• Task to carry out: Reproduce unchanged the lines of the listing starting with the line containing "Target: bird's foot" and going on through the line containing "(1028, 748)", both included.

• Recorded data:

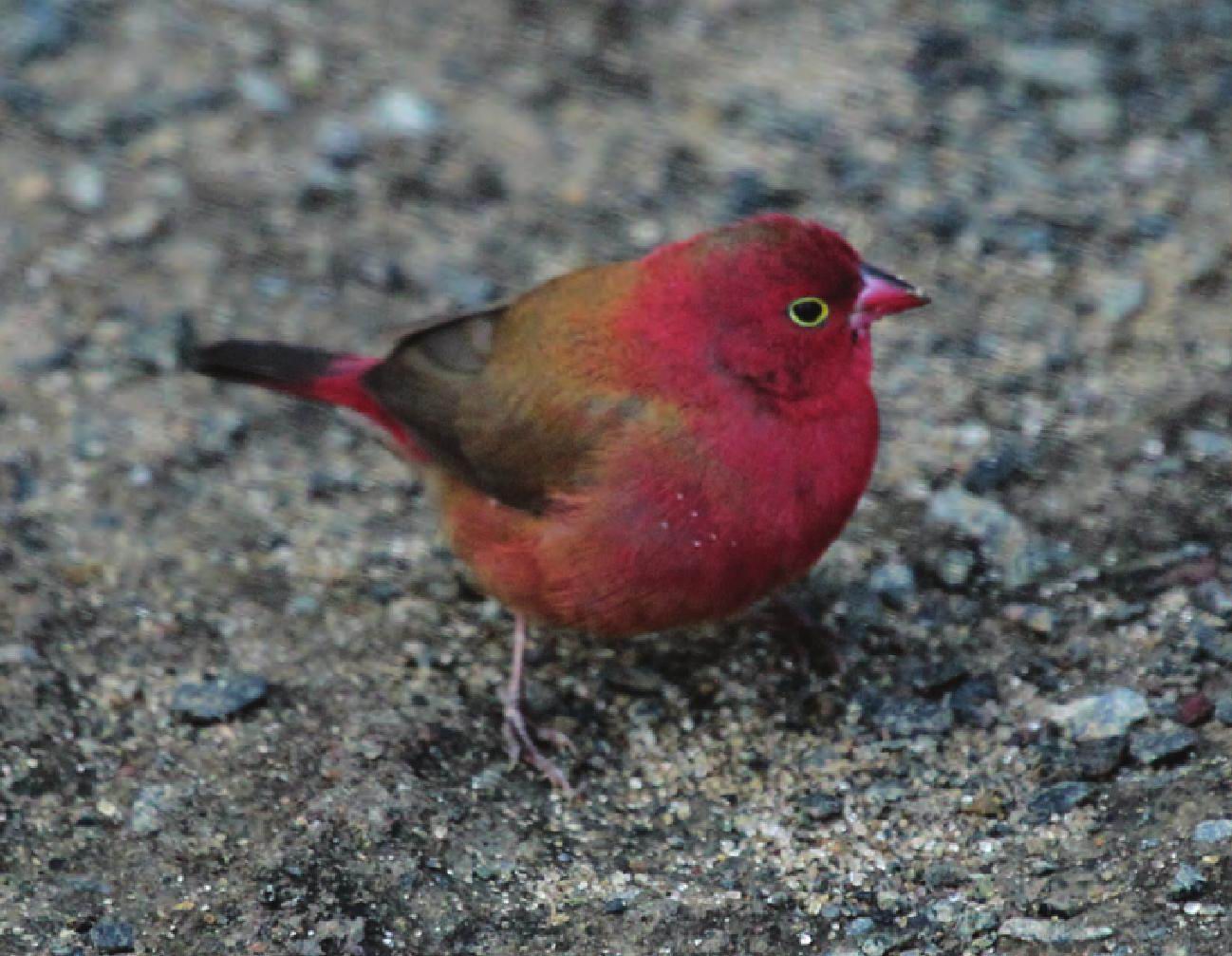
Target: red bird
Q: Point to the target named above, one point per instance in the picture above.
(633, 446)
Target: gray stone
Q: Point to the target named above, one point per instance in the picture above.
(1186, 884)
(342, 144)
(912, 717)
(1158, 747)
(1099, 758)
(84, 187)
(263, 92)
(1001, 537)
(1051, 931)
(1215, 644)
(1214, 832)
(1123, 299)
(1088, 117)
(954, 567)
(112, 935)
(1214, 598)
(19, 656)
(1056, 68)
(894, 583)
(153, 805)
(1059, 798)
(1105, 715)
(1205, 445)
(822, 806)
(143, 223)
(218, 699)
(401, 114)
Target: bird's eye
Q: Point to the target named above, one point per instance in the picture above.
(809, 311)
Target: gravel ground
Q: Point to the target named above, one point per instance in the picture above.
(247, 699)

...

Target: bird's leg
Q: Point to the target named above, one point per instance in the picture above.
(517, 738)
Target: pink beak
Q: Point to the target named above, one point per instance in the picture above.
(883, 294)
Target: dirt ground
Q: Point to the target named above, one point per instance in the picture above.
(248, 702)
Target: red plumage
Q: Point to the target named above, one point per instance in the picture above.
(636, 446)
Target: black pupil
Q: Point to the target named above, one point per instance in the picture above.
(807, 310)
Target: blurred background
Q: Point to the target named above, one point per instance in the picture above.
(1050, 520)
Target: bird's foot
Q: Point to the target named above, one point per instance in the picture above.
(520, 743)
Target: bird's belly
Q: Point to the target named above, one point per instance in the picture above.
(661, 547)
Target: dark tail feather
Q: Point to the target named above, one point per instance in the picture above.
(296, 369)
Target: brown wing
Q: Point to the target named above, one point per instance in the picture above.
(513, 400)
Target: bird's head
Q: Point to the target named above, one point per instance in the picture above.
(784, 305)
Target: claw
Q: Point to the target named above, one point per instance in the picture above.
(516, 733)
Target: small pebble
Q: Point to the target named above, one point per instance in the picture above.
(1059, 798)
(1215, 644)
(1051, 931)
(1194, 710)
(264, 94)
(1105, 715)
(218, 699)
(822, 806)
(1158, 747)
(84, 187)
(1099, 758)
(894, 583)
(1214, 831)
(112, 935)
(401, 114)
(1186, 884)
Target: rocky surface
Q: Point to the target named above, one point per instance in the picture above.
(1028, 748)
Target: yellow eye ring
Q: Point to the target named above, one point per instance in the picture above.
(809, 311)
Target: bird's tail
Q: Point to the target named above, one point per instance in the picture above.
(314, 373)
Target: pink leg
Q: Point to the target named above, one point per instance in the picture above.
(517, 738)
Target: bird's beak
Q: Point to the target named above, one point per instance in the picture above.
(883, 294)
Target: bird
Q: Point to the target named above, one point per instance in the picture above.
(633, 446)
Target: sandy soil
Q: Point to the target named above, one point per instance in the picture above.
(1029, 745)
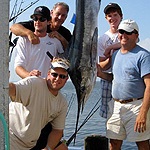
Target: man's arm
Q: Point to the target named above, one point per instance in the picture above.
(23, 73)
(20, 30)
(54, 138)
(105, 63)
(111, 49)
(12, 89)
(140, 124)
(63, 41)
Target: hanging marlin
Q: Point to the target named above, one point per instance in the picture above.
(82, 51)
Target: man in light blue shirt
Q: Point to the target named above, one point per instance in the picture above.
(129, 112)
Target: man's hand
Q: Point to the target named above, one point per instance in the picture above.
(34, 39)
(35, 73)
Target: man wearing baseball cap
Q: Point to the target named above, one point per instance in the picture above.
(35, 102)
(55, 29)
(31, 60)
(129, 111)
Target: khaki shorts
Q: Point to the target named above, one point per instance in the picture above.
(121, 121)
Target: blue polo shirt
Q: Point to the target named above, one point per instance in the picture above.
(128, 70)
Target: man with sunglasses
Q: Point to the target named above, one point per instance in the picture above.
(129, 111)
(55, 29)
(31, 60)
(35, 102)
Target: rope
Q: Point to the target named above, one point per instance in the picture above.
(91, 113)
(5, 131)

• Finished exercise:
Target: bird's foot
Q: Point to the target named above, one point per instance in the picture above.
(520, 743)
Target: bird's belly
Q: Point to the target named above, one point per instance in the picture above.
(661, 547)
Target: dark tail feather
Q: Point to the target named above, one point per instance in the picture above.
(296, 369)
Target: brown wing
Q: Point to the target named above, one point per instance in the picture above.
(513, 400)
Target: bird's head
Q: Point to the target named above, one point per instance in the picture above.
(784, 305)
Target: claw
Q: Point to the target named above, one point per instance in the picture above.
(516, 733)
Target: small pebble
Q: Point to the target named above, one point per instance in the picture above.
(1059, 798)
(1215, 644)
(1051, 931)
(1194, 710)
(264, 94)
(1105, 715)
(218, 699)
(822, 806)
(1158, 747)
(84, 187)
(1099, 758)
(894, 583)
(1214, 831)
(112, 935)
(401, 114)
(1186, 884)
Target: rocky surface
Q: Point to the target named above, one point per instance in the picture above.
(1028, 748)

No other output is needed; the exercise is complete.